◆ Your instructions: Output range, inclusive: from the line containing "Target: white cushioned base" to the line containing "[locate] golden bokeh". Restate those lines from the data below word for word and only those.

[Records from a data collection]
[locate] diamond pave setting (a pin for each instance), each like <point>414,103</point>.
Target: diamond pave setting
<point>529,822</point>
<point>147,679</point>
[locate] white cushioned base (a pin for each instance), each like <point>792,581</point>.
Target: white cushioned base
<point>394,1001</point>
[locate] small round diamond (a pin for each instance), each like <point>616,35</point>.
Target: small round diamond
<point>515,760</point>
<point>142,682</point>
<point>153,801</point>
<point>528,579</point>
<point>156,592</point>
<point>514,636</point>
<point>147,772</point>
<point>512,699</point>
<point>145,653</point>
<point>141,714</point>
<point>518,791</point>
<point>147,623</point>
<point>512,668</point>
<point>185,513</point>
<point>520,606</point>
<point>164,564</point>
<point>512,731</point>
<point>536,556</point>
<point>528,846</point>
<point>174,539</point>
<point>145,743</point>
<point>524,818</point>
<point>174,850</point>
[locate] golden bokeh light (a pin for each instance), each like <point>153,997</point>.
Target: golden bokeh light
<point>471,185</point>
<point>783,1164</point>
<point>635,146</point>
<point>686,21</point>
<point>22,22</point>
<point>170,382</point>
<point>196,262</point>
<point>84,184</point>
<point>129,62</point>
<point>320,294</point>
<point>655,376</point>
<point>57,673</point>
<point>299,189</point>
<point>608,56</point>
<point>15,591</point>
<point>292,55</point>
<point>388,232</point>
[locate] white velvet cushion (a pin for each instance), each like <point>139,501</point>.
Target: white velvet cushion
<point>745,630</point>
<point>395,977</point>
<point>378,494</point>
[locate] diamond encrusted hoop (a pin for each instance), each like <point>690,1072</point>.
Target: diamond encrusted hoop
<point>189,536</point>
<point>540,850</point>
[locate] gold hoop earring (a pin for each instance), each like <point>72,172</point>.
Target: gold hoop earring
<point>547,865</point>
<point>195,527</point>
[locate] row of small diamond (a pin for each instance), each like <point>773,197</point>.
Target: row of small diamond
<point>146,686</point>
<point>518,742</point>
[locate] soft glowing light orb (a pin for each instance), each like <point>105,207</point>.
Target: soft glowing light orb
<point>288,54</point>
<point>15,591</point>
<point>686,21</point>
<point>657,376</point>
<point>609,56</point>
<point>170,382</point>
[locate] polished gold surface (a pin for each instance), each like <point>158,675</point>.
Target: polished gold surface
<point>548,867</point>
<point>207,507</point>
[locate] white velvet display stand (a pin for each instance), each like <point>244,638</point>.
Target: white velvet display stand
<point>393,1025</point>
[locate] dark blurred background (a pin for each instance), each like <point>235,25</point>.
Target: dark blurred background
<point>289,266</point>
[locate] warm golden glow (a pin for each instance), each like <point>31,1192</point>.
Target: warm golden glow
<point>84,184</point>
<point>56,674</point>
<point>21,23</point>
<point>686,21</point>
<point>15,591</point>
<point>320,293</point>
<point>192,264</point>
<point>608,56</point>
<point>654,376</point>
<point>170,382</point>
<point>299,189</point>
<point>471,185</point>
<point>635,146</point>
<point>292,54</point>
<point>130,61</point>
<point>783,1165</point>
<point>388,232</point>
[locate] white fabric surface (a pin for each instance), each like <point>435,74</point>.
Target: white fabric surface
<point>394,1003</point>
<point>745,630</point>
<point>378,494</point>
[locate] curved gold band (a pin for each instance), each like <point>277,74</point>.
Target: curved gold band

◆ Answer to this problem:
Target: white cushioned base
<point>394,1001</point>
[locate] small round diamond (a pin for each instance), each like <point>616,35</point>.
Target: small round diamond
<point>515,760</point>
<point>142,682</point>
<point>153,801</point>
<point>528,579</point>
<point>156,592</point>
<point>514,636</point>
<point>147,772</point>
<point>512,699</point>
<point>145,653</point>
<point>141,714</point>
<point>518,791</point>
<point>147,623</point>
<point>512,668</point>
<point>185,513</point>
<point>520,606</point>
<point>164,564</point>
<point>512,731</point>
<point>536,556</point>
<point>528,846</point>
<point>174,539</point>
<point>145,743</point>
<point>524,818</point>
<point>174,850</point>
[locate] golden bokeh light (a pin for each instance), each like <point>153,997</point>.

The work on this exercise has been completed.